To do:
- a) Which sights does the walk-around-Toronto analogy in the chord progression text mention?
- b) According to the chord progression text, what does a strong progression do?

━━━━━ Extracted text

The short answer is “yes”, but the real answer is a lot longer, and (hopefully) very interesting.

To use the analogy of a walk around the city of Toronto, the equivalent might be to say that the strong parts of that walk are the parts that make it crystal-clear that you are in Toronto. So a view of the CN Tower, and other unique buildings, make it clear that Toronto is the city.

It’s possible to show lesser-known sites, just as beautiful perhaps, but indicating Toronto to a lesser degree. For example, you might see a beautiful garden which could be almost anywhere. That garden isn’t “weak”, it just points to Toronto in a less specific way.

Chord progressions work similarly. A strong progression will point to one note as the tonal focus. But the real question is: can you create a song where the chords could actually point to several possible keys, or even no specific key?

━━━━━━━━━━
━━━━━ Data extracts

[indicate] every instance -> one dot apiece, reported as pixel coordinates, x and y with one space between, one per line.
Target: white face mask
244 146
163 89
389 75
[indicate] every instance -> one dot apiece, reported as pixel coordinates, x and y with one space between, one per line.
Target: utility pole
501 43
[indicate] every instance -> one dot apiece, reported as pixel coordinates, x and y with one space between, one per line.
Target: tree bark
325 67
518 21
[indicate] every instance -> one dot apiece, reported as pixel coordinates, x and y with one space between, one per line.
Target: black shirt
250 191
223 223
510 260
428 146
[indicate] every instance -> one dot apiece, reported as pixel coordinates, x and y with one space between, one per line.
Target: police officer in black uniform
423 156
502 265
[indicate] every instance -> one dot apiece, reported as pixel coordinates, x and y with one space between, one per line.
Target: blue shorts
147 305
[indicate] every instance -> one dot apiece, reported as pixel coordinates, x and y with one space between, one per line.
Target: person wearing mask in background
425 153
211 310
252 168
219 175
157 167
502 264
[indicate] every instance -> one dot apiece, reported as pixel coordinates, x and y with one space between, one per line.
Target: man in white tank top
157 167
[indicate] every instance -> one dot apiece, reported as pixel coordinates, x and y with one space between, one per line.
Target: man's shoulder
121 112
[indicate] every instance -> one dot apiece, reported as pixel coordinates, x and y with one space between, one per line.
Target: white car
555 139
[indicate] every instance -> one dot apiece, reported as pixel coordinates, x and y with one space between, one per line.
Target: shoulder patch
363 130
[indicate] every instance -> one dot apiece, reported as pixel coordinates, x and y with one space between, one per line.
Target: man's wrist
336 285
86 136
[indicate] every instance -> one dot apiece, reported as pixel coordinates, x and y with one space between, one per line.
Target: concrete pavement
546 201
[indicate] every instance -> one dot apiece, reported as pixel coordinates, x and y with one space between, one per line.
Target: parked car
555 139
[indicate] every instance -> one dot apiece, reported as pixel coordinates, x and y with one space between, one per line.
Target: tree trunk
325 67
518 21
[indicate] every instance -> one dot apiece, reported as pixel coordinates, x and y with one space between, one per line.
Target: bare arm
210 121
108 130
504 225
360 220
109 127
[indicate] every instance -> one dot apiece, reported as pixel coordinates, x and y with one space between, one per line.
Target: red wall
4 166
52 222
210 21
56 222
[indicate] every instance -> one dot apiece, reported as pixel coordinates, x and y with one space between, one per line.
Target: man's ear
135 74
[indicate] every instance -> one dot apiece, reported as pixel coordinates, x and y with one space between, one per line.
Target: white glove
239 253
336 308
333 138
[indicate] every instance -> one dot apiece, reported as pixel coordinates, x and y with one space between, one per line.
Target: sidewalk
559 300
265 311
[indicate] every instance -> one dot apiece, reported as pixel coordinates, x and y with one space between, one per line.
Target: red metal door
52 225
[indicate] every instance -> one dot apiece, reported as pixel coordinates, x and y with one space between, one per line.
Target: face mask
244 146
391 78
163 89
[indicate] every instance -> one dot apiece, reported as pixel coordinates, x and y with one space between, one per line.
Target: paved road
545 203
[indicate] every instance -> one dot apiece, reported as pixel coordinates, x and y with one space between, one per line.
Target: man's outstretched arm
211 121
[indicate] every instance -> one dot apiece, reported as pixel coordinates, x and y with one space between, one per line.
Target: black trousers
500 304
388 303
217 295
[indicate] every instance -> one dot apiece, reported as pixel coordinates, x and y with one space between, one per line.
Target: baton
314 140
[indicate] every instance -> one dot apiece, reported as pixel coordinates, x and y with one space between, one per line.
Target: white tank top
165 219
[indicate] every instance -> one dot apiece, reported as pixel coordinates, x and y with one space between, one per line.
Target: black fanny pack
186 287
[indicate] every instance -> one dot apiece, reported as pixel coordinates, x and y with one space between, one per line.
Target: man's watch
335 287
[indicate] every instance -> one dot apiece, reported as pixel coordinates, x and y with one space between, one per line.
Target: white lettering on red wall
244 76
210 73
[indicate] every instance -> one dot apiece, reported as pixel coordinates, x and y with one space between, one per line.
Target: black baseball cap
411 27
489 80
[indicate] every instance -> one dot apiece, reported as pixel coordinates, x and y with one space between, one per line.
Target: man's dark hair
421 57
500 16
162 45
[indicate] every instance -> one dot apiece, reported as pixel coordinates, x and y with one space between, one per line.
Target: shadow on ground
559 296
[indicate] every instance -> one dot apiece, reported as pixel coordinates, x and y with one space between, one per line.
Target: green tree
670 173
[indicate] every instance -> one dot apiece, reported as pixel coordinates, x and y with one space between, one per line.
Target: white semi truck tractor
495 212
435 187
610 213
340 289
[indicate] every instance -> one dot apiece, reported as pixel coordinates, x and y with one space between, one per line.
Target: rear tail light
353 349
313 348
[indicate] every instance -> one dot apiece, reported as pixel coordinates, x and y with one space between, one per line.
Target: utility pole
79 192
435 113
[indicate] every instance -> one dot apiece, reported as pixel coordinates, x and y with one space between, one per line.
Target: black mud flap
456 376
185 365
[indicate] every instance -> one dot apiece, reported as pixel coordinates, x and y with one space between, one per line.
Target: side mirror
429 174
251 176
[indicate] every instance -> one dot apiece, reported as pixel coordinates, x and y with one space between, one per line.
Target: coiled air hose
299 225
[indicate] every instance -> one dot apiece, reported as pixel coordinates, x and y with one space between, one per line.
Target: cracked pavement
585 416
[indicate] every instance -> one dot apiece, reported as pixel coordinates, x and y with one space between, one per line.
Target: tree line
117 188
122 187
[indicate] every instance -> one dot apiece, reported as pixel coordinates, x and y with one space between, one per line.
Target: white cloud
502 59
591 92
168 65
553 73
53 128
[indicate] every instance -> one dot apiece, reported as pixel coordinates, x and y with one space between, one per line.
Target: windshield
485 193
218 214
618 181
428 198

━━━━━━━━━━

Results of the exercise:
- a)
- A view of the CN Tower
- Other unique buildings
- Lesser-known sites
- A beautiful garden

- b) It points to one note as the tonal focus.